**TEXTE DU DOCUMENT**
▬▬▬▬▬▬

Dès la première page, nous entrons directement dans le vif du sujet : un assassinat en pleine cérémonie officielle à l’Hôtel de Ville. Joseph Kaiser, directeur de la société « FerMetal », va être décoré de l’Ordre de La Légion d’Honneur par le ministre. Alors, « sous les applaudissements les deux hommes se fixèrent un instant. Que d’épreuves affrontées ensemble, que de secrets partagés. » Mais,au moment précis de l’accolade, voilà que « son corps vibrait comme une chaîne secouée par un forçat fou, ses mains s’accrochaient désespérément aux bras du ministre… Joseph Kaiser ne voulait pas mourir. »
La scène se déroule à Lyon, où le « petit fils de Zébédée, un chiffonnier, un patti comme on disait à l’époque » devenu patron, meurt ainsi devant les caméras et le public.

On en déduit vite qu’il s’agit d’un assassinat car Joseph Kaiser portait un pacemaker qui a été piraté. « D’un simple clic le moment venu […] il désactive la fonction thérapeutique de défibrillation et télécommande un choc électrique mortel. »
C’est là que le commandant Farel, que nous retrouvons avec beaucoup de plaisir, accompagné de son équipe soudée et efficace, entre en jeu et en enquête. Son intégrité, tant intellectuelle que morale a contribué à sa réputation et a ainsi séduit lectrices et lecteurs lors de ses précédentes aventures : « Anticiper la réaction de la proie ; la manipuler, la surprendre pour l’acculer dans une situation sans issue dont elle ne pouvait sortir que par la mort ou la reddition »

▬▬▬▬▬▬

**SECTION DES DONNÉES**
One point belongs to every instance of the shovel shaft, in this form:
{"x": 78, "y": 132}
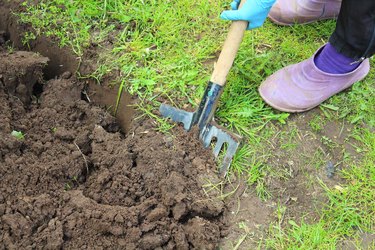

▬▬▬▬▬▬

**LISTE DES TÂCHES**
(a) Recopiez le passage du texte du document qui commence par « La scène se » et se poursuit jusqu'à « et le public. ».
(b) Répondez à ces questions d'après le texte du document :
(i) De quelle société Joseph Kaiser est-il le directeur ?
(ii) Dans quelle ville se déroule la scène ?
(iii) Quel appareil porté par Joseph Kaiser a été piraté ?

**RÉSULTATS DES TÂCHES**
(a)
La scène se déroule à Lyon, où le « petit fils de Zébédée, un chiffonnier, un patti comme on disait à l’époque » devenu patron, meurt ainsi devant les caméras et le public.

(b)
(i) De la société « FerMetal ».
(ii) À Lyon.
(iii) Un pacemaker.